Your goal:
Please copy out every line in the entries that includes the word "vest".

Dataset:
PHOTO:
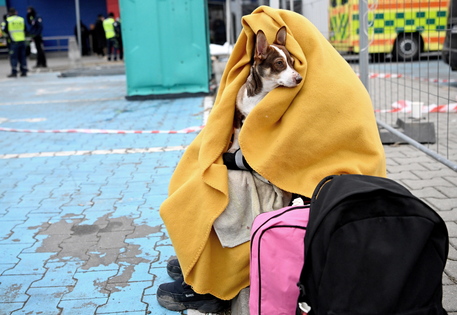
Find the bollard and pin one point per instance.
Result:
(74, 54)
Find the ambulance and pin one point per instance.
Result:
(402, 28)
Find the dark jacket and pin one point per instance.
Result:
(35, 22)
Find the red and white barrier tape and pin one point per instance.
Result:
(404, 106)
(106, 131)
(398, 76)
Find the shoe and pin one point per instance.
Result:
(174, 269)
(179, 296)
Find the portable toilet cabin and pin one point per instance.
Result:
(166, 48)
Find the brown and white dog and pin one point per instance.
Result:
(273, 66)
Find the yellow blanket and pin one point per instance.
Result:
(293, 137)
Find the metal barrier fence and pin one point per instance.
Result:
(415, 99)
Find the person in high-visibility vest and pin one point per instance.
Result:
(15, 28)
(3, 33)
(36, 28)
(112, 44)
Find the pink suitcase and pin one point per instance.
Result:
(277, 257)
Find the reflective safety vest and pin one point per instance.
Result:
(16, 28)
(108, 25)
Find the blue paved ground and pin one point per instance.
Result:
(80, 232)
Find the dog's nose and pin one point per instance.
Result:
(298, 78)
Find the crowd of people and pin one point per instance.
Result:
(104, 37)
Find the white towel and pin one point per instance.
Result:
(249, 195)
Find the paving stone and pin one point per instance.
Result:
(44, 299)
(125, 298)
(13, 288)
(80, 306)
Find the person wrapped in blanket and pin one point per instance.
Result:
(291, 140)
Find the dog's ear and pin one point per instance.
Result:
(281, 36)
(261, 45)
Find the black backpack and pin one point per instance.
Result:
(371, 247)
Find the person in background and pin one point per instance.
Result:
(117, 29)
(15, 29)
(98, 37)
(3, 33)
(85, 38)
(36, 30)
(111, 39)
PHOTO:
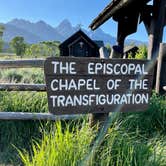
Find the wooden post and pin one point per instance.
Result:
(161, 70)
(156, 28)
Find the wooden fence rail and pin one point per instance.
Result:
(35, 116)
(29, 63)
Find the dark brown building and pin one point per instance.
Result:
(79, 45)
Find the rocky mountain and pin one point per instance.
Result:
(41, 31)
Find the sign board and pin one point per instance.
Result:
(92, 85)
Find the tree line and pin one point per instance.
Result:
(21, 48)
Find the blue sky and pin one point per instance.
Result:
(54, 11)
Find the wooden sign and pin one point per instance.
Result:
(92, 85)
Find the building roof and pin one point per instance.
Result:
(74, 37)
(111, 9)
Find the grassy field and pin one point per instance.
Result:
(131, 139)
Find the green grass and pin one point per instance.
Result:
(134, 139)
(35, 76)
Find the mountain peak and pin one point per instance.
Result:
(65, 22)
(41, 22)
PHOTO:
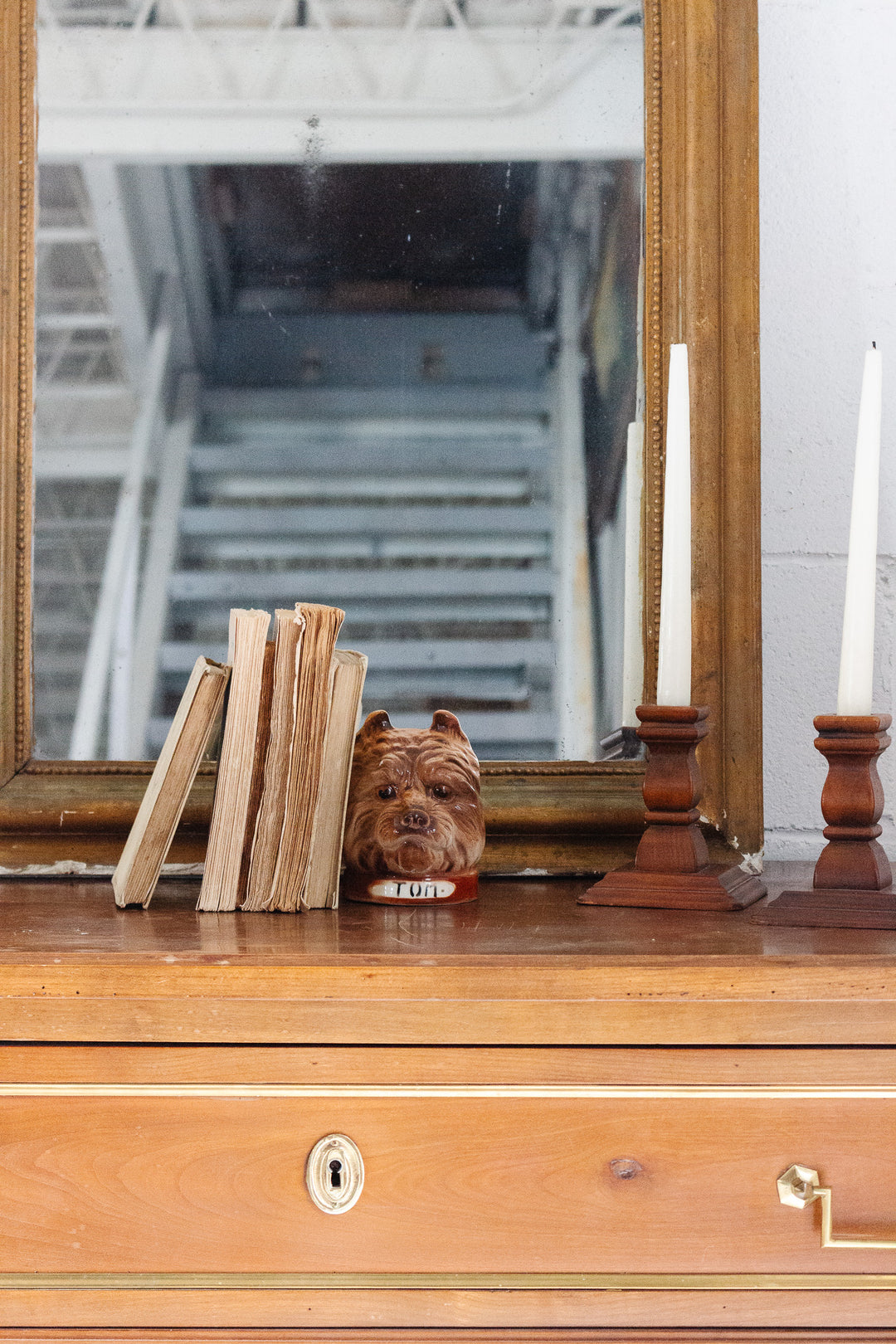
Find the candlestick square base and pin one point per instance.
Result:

Task result:
Find the person in high-visibility vest and pin one point per instance.
Find the reflective safety vest and pin one point per instance.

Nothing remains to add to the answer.